Zu erledigende Aufgaben:
1. In welcher Zeitschrift wurde der Beitrag laut Seitentext veröffentlicht?
2. Gib aus dem Seitentext den Abschnitt wortgetreu wieder. Beginne bei den Worten "Die Mehrheit der" und höre nach "Argentinien anzutreffen sind." auf.
3. Übersetze diesen Satz aus dem Seitentext ins Englische: „Das „System of Rice Intensification“ gehört ebenfalls zu den ökologischen Vorbildern.“

Seitentext:
#####

Der folgende Beitrag von IWE-Vorstand Wilfried Bommert wurde in der Zeitschrift Ökologie & Landbau veröffentlicht.
Das Ökokonzept der Industrieländer baut auf funktionierende Institutionen, Wohlstand und Wissen auf – wo Korruption und Armut zum Alltag gehören, ist es keine Option. Eine ökologisierte Landwirtschaft hingegen schon.
Hinderlich für einen „Exportschlager Bio“ ist nicht nur die erforderliche Zertifizierung und die damit verbundene stete Prüfung und Etikettierung, die der Expertise bedarf und viel Geld verschlingt. Hinderlich ist auch, dass die meisten Bäuerinnen und Bauern im Globalen Süden arm sind und die landwirtschaftlichen Organisationen ebenso desolat wie die staatliche Verwaltung. Hinzu kommt das fehlende Ver trauen in öffentliche Kontrolle, wo Vetternwirtschaft und Bestechung zum Alltag gehören. Das Biokonzept der Industrieländer setzt auf Vertrauen, Wohlstand und Expertise, deshalb kann es kein Exportmodell werden.
Die Mehrheit der Menschen im Globalen Süden lebt in Armut. Die Kundschaft auf den Märkten kann nur mit Kleingeld bezahlen. Auch wenn sie rasend schnell wachsen, in den Megastädten des Südens entstehen keine Wohlstandsblasen. Ihr Wachstum ist die Folge von Landflucht, von bewaffneten Konflikten, von Hunger und Unterdrückung. Was hier nottut, ist nicht EUÖko, sondern ein robustes ökologisches System, das sichere und preiswerte Ernährung vor Ort schafft. Urbane Gärten, die in Form von Genossenschaften und ohne Pestizide und Kunstdünger bewirtschaftet werden, so wie sie in den Städten Kubas und auch in Argentinien anzutreffen sind.
Oder auch eine stadtnahe ökologische Kleinlandwirtschaft, wie sie unter der Regierung Lula in Brasilien propagiert wurde und auch heute noch über lokale Märkte und ein Netz von „Restaurante Popular“ die Armen Brasiliens speist. Dazu gehören auch die Haus- und Bauerngärten, die mit ihrer Vielfalt an Gemüse und Obst die Märkte in Afrika versorgen. Das „System of Rice Intensification“ gehört ebenfalls zu den ökologischen Vorbildern. Es verzichtet auf synthetischen Stickstoff und Pestizide, lässt die Nassphase des Reisanbaus ausfallen, verzichtet auf die Hälfte des sonst üblichen Wassers sowie auf den klimaschädlichen Methanausstoß.

#####

Gezeigte Datensätze:
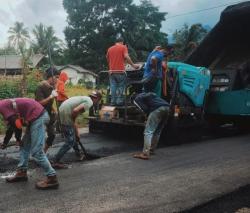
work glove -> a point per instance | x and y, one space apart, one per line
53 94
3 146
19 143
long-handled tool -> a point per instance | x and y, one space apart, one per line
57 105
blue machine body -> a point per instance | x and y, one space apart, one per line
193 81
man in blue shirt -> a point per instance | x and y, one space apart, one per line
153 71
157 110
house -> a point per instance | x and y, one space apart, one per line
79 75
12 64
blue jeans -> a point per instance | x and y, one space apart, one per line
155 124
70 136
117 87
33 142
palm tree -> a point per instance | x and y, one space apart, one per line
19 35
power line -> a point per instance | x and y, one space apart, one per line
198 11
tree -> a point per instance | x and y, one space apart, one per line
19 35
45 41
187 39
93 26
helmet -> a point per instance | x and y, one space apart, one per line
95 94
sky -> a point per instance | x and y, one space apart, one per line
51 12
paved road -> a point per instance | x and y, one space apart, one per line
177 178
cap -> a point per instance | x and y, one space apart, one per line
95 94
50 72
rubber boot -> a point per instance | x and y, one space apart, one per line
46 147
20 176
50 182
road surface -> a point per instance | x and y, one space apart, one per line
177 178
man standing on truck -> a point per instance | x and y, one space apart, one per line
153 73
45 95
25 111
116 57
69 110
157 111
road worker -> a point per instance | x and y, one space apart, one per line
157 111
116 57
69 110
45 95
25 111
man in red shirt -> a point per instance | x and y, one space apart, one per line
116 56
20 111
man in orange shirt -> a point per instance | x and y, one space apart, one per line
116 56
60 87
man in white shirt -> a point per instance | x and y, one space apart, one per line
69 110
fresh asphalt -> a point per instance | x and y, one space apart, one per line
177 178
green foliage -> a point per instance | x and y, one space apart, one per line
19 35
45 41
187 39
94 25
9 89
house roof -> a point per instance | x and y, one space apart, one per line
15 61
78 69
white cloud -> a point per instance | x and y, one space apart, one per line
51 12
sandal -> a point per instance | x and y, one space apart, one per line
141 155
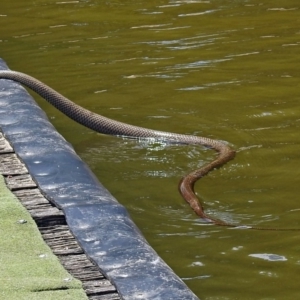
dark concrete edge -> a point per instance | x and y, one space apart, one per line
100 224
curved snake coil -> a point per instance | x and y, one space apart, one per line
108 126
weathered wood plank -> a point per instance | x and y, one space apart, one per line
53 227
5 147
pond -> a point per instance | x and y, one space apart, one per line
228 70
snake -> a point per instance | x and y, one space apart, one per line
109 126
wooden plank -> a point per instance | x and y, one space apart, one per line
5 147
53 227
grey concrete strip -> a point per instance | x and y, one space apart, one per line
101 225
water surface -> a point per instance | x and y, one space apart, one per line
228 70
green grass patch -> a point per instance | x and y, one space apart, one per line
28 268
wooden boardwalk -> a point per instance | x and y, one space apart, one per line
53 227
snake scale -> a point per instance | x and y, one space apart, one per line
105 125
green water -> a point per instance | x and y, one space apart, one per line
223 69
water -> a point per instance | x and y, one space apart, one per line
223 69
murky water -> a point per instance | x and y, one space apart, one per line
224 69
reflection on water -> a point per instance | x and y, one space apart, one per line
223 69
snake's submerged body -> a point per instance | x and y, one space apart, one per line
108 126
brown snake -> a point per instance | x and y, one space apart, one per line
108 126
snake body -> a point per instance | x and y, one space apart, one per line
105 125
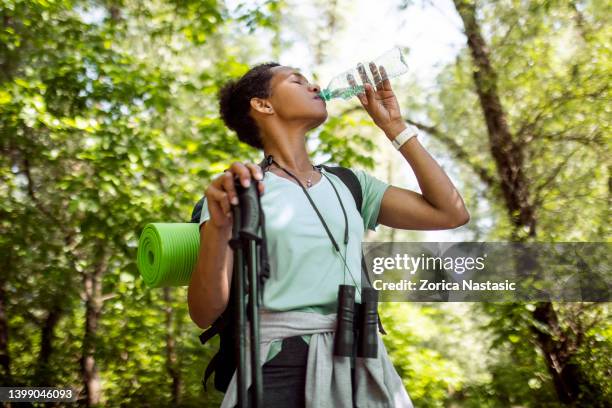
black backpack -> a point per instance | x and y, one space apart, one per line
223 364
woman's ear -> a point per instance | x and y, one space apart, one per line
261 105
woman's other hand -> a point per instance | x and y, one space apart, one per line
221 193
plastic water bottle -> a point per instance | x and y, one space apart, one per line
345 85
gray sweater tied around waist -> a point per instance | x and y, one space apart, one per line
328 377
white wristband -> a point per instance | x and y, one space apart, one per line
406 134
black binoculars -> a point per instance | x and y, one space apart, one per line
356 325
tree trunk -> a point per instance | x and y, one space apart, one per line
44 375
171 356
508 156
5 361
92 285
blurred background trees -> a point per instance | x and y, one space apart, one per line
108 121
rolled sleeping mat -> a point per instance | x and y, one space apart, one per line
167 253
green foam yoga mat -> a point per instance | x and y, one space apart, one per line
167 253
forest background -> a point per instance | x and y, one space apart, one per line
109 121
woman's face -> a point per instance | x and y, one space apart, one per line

#####

Antworten je Aufgabe:
1. In der Zeitschrift Ökologie & Landbau.

2.
Die Mehrheit der Menschen im Globalen Süden lebt in Armut. Die Kundschaft auf den Märkten kann nur mit Kleingeld bezahlen. Auch wenn sie rasend schnell wachsen, in den Megastädten des Südens entstehen keine Wohlstandsblasen. Ihr Wachstum ist die Folge von Landflucht, von bewaffneten Konflikten, von Hunger und Unterdrückung. Was hier nottut, ist nicht EUÖko, sondern ein robustes ökologisches System, das sichere und preiswerte Ernährung vor Ort schafft. Urbane Gärten, die in Form von Genossenschaften und ohne Pestizide und Kunstdünger bewirtschaftet werden, so wie sie in den Städten Kubas und auch in Argentinien anzutreffen sind.

3. The "System of Rice Intensification" is also one of the ecological models.